Exercise goal: The answer must restate every entry below word for word.

(Stored data entries)

= = = = =

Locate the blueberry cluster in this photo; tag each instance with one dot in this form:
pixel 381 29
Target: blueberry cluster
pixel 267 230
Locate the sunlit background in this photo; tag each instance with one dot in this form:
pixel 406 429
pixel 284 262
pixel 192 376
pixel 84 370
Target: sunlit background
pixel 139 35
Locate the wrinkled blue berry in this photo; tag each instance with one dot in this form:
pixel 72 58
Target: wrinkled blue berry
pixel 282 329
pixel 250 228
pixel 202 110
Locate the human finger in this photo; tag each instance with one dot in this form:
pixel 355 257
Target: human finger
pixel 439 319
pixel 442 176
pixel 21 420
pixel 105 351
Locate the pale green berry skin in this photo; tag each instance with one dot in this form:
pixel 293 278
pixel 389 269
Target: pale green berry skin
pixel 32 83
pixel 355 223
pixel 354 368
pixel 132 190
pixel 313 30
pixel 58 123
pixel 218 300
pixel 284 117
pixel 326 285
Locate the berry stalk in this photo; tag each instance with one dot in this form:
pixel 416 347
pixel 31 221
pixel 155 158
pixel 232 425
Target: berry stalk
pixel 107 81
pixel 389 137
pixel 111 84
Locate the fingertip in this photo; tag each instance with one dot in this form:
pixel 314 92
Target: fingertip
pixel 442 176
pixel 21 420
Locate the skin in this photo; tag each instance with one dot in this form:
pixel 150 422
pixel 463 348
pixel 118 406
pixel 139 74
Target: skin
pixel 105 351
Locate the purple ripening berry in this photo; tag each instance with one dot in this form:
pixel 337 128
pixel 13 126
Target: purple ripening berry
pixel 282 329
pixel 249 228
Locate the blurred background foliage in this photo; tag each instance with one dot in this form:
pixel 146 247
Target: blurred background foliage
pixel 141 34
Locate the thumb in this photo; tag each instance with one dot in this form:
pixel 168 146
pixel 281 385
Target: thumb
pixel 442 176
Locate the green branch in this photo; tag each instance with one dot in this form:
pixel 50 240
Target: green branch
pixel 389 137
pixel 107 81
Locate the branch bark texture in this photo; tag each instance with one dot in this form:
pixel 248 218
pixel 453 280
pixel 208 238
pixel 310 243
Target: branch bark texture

= = = = =

Result of the exercise:
Locate the blueberry cluster in this photo; tag each instance with one dot in this form:
pixel 381 29
Target: blueberry cluster
pixel 267 230
Locate the sunlit background in this photo; tag each instance with one dot in this form:
pixel 406 429
pixel 284 262
pixel 192 376
pixel 84 370
Target: sunlit background
pixel 139 35
Locate the wrinkled blue berry in this photo; tag each instance with one dot in this form:
pixel 72 58
Target: wrinkled blue berry
pixel 282 329
pixel 250 228
pixel 202 110
Locate the human finger in this photo; tag each instance with one dot in this form:
pixel 355 257
Target: human finger
pixel 439 319
pixel 442 176
pixel 21 420
pixel 105 351
Locate the pale green berry skin in this photo; tag each instance with one dot in this form:
pixel 293 278
pixel 389 269
Target: pale green berry skin
pixel 32 83
pixel 355 223
pixel 354 368
pixel 132 190
pixel 313 30
pixel 58 123
pixel 218 300
pixel 284 117
pixel 326 285
Locate the berry stalk in this photo; tag each instance with one dot in this form:
pixel 416 347
pixel 31 221
pixel 155 158
pixel 232 425
Target: berry stalk
pixel 107 81
pixel 389 137
pixel 111 84
Locate the fingertip in this photo; tag each instance with one dot in this form:
pixel 314 92
Target: fingertip
pixel 442 176
pixel 21 420
Locate the skin in this photo; tag each instance with one dot in this form:
pixel 150 422
pixel 463 348
pixel 118 406
pixel 139 74
Target: skin
pixel 105 351
Locate the purple ripening berry in this photo; tag each instance with one dot in this form:
pixel 337 128
pixel 13 126
Target: purple ripening berry
pixel 282 329
pixel 249 228
Locate the blurred background foliage in this photo; tag each instance with one dot in this form:
pixel 146 247
Target: blurred background foliage
pixel 141 34
Locate the thumb in this photo; tag each instance with one dot in this form:
pixel 168 146
pixel 281 385
Target: thumb
pixel 442 176
Locate the green branch in this photo; tag each instance with one dot in this form:
pixel 50 240
Target: green branch
pixel 389 137
pixel 107 81
Locate the branch bark texture in this photo; tag each instance with one dot in this form:
pixel 248 218
pixel 453 280
pixel 208 238
pixel 310 243
Target: branch bark texture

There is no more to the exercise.